● **EXERCISE DESCRIPTION**: Transcribe each record exactly, but omit pictures.

(Records from a collection)
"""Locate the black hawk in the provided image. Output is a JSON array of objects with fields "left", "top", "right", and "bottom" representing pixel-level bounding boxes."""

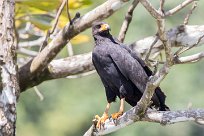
[{"left": 92, "top": 22, "right": 169, "bottom": 128}]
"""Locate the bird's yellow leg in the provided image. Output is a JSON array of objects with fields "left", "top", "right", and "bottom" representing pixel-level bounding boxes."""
[
  {"left": 95, "top": 103, "right": 110, "bottom": 129},
  {"left": 111, "top": 98, "right": 124, "bottom": 119}
]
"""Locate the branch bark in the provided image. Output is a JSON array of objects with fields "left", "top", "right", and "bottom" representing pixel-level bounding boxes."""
[
  {"left": 84, "top": 109, "right": 204, "bottom": 136},
  {"left": 130, "top": 25, "right": 204, "bottom": 57},
  {"left": 18, "top": 0, "right": 130, "bottom": 91},
  {"left": 17, "top": 25, "right": 204, "bottom": 92},
  {"left": 0, "top": 0, "right": 19, "bottom": 135},
  {"left": 28, "top": 0, "right": 130, "bottom": 74}
]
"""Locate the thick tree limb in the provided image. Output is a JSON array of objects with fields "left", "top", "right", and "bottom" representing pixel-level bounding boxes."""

● **SOLUTION**:
"""Locate the black hawk in the provided image. Output is a JSON array of objects with fields "left", "top", "right", and "bottom" representing pixel-level bounding boxes."""

[{"left": 92, "top": 22, "right": 169, "bottom": 128}]
"""Locate the bird's yellow leg in the provided image. Output is a JSON array of objects with fields "left", "top", "right", and "bottom" representing pixel-level bounding boxes."""
[
  {"left": 95, "top": 103, "right": 110, "bottom": 129},
  {"left": 111, "top": 98, "right": 124, "bottom": 119}
]
"""Locate the branch bark in the provided image. Output is a JSON array of objects with fields "left", "top", "right", and "bottom" representing pixel-level bounding boxes."""
[
  {"left": 84, "top": 109, "right": 204, "bottom": 136},
  {"left": 130, "top": 25, "right": 204, "bottom": 57},
  {"left": 18, "top": 0, "right": 130, "bottom": 91},
  {"left": 17, "top": 25, "right": 204, "bottom": 92},
  {"left": 0, "top": 0, "right": 19, "bottom": 135},
  {"left": 28, "top": 0, "right": 130, "bottom": 74}
]
"""Locate the thick tree limb in the provided image. Output is a JSON array of objects with fields "left", "top", "right", and "bottom" representing pixel-level bounding boxes."""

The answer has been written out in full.